■ **Exercise prompt**
Set down every line below, word for word.

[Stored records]

=== Section Start ===

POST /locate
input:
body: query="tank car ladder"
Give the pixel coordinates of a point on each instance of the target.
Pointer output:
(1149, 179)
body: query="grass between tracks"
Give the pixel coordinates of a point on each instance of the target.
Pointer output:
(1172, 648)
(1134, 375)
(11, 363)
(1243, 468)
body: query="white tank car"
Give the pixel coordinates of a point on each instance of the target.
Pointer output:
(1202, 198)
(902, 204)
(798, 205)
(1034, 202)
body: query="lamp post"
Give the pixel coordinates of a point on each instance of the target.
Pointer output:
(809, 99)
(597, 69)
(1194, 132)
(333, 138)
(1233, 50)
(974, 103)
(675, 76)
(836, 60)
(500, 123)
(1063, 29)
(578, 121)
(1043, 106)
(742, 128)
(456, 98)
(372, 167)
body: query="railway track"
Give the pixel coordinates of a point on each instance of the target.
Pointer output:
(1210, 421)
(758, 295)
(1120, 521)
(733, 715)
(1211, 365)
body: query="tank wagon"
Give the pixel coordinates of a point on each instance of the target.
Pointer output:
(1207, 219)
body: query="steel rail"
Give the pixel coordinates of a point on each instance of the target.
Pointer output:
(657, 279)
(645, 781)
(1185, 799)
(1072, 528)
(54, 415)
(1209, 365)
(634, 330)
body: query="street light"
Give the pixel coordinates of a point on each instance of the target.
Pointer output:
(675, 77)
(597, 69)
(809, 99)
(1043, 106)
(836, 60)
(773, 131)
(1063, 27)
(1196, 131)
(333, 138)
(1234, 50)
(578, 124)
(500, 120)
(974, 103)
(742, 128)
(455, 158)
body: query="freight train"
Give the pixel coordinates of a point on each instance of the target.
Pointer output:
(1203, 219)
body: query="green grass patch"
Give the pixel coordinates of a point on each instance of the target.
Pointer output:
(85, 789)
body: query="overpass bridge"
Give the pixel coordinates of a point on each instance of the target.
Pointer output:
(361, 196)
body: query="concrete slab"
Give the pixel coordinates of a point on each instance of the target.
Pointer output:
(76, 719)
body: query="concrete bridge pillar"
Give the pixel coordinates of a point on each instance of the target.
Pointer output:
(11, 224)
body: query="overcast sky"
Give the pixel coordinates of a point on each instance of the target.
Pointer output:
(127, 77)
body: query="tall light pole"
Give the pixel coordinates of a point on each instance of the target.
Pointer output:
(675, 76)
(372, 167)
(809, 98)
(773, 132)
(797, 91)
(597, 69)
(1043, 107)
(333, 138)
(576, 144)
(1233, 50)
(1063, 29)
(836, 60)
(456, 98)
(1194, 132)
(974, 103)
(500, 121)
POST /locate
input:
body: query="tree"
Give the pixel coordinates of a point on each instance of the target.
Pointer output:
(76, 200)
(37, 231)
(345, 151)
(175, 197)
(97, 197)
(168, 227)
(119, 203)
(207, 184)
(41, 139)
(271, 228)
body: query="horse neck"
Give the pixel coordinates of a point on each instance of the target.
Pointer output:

=== Section End ===

■ **Task response**
POST /locate
input:
body: query="tank car ladder"
Give the pixel coordinates of a point on each instance of the target.
Pointer output:
(1149, 179)
body: query="grass between tracks"
Give the pixel coordinates of a point on each instance of the target.
Pointer output:
(1172, 648)
(1134, 375)
(11, 363)
(1243, 468)
body: query="white tank car"
Give the pixel coordinates of a point on each instance of the target.
Pointer output:
(1202, 198)
(902, 204)
(798, 205)
(1034, 202)
body: query="lamp post"
Give the pixel coordinates of a point on each instance of the target.
Pointer output:
(809, 99)
(597, 69)
(1194, 132)
(333, 138)
(1233, 50)
(974, 103)
(675, 76)
(836, 60)
(500, 123)
(1063, 29)
(578, 121)
(1043, 106)
(742, 128)
(456, 98)
(372, 167)
body: query="railway track"
Give the pixel coordinates of a point on each instance of the target.
Pointer output:
(1210, 421)
(758, 295)
(1120, 521)
(733, 715)
(1211, 365)
body: query="tank wagon"
Give the pixel coordinates of a point on each instance of the target.
Pointer output:
(1207, 219)
body: query="steel rail"
Give the pixel coordinates of a point on each instance of the target.
Pointer output:
(657, 279)
(645, 781)
(1185, 799)
(1072, 528)
(54, 415)
(1209, 365)
(634, 330)
body: query="street light"
Give the pixel coordinates of a point on each instance of the target.
Pointer output:
(675, 77)
(597, 69)
(809, 99)
(1043, 106)
(836, 60)
(773, 131)
(1063, 27)
(1196, 131)
(333, 138)
(1234, 50)
(578, 124)
(500, 120)
(974, 103)
(742, 128)
(455, 158)
body: query="freight train"
Give the pixel coordinates of a point on each instance of the target.
Pointer output:
(1203, 219)
body: query="green grass patch"
Give the pixel coordinates of a point on each instance of the target.
Pointer output:
(85, 789)
body: query="overpass bridge"
Give the pixel coordinates of a point on each instance of the target.
Pointer output:
(361, 196)
body: query="concrete slab"
Give the pixel coordinates of a point on each instance of the target.
Pointer output:
(76, 719)
body: query="concrete bridge pillar"
Give the pixel coordinates of a point on each instance of the target.
Pointer output:
(11, 224)
body: query="overcast sky"
Give the pixel coordinates of a point on each instance of the target.
Pointer output:
(127, 77)
body: query="tall light pole"
Give the pixel coordinates of a point on each instance of the target.
Pointer output:
(675, 76)
(372, 167)
(809, 98)
(773, 132)
(797, 91)
(597, 69)
(1043, 107)
(333, 138)
(576, 144)
(1233, 50)
(1063, 29)
(836, 60)
(456, 98)
(1194, 132)
(974, 103)
(500, 121)
POST /locate
input:
body: query="tree"
Give the pixel coordinates of a point on each instance of the target.
Pointer output:
(76, 200)
(37, 231)
(345, 151)
(175, 197)
(97, 197)
(168, 227)
(119, 203)
(207, 184)
(41, 139)
(271, 228)
body: query="horse neck"
Give the pixel coordinates of a point on each instance of the target.
Pointer output:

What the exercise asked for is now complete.